Extract to read |
■ ■ ■ ■ ■ ■ ■

Video Transcoding at Scale

Build a GPU-accelerated transcoding pipeline on Jetson Orin NX clusters or traditional GPU servers — all supporting infrastructure included

Video transcoding is compute-heavy and highly parallel. Every video is independent, so more workers means more throughput. The challenge is managing the fleet: deploying workers consistently, routing input and output through shared storage, and scaling up or down as demand changes.

The right hardware for a transcoding farm isn't always a rack of A100s. For most workloads — HLS ladder generation, clip transcoding, live stream packaging — the NVIDIA Jetson Orin NX is the ideal building block: dedicated NVENC and NVDEC engines, low power draw, ARM64, and a price point that makes large clusters economically practical. PodWarden runs on ARM64 and manages Jetson nodes exactly like any other host.

The Hub catalog covers every supporting service the pipeline needs. If you already have S3, a job queue, or a monitoring stack, bring it. If you don't, everything is available.

■ ■ ■ ■ ■ ■ ■

According to the transcoding page, what hardware architecture does PodWarden run on? The items after this have nothing to do with the task.

Data provided |
■ ■ ■ ■ ■ ■ ■

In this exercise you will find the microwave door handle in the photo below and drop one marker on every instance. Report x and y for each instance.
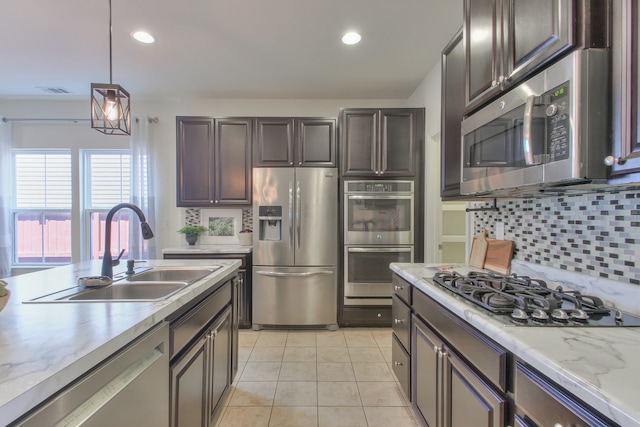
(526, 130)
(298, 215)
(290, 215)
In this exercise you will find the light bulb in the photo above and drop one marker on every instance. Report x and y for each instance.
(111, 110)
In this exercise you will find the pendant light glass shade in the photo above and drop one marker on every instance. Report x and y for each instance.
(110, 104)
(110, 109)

■ ■ ■ ■ ■ ■ ■

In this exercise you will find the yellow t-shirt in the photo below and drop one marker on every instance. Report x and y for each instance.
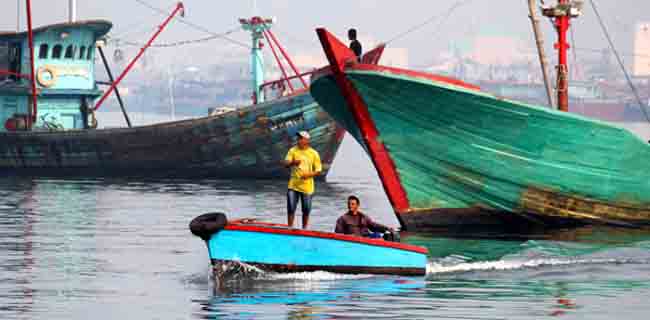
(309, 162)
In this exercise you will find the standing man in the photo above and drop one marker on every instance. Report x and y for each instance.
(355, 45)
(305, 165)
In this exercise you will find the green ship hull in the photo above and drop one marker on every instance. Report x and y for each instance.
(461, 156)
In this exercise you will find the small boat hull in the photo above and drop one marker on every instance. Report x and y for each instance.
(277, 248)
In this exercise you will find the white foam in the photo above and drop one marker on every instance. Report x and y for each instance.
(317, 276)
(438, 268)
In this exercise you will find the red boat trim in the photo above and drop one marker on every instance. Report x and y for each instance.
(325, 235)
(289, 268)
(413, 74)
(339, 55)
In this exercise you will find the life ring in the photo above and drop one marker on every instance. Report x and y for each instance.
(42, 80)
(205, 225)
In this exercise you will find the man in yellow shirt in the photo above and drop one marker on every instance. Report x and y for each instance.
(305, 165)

■ ■ ■ ■ ■ ■ ■

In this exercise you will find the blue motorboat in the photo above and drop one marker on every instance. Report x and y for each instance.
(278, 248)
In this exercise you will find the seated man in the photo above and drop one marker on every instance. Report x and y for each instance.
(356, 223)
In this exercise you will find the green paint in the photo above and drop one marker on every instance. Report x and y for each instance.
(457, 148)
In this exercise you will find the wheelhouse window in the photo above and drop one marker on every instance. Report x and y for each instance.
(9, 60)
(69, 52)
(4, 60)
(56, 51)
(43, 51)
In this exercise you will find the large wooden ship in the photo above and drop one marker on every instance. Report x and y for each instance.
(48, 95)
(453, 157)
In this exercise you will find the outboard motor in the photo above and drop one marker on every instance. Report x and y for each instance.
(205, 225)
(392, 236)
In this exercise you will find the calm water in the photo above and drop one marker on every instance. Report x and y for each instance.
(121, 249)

■ ■ ■ ■ ■ ■ ■

Worked answer | ARM64.